_Items from a data source_
^^^^

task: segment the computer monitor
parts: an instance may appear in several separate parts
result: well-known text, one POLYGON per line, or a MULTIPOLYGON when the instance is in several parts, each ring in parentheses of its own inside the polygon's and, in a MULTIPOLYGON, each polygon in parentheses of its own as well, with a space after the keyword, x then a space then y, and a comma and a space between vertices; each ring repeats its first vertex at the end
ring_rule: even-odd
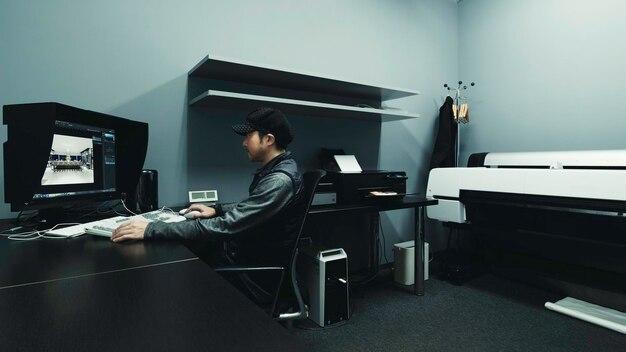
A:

^^^^

_Given problem_
Write out the material again with "computer monitor" swapped for "desktop display" and everything else left as it is. Omit the pictures.

_Finished answer_
task: segment the desktop display
parts: an instance may appear in several separate parts
result: well-known text, one POLYGON per line, or a MULTIPOLYGON when the instance is in several parts, each ring in parentheses of its own inside the polygon's and, in a MULTIPOLYGON, each polygon in parentheses of its own as well, with a space after the keyword, x then a space then y, and a comma and a space between vertices; each ring repeats its first vertex at the end
ring_rule: even-odd
A:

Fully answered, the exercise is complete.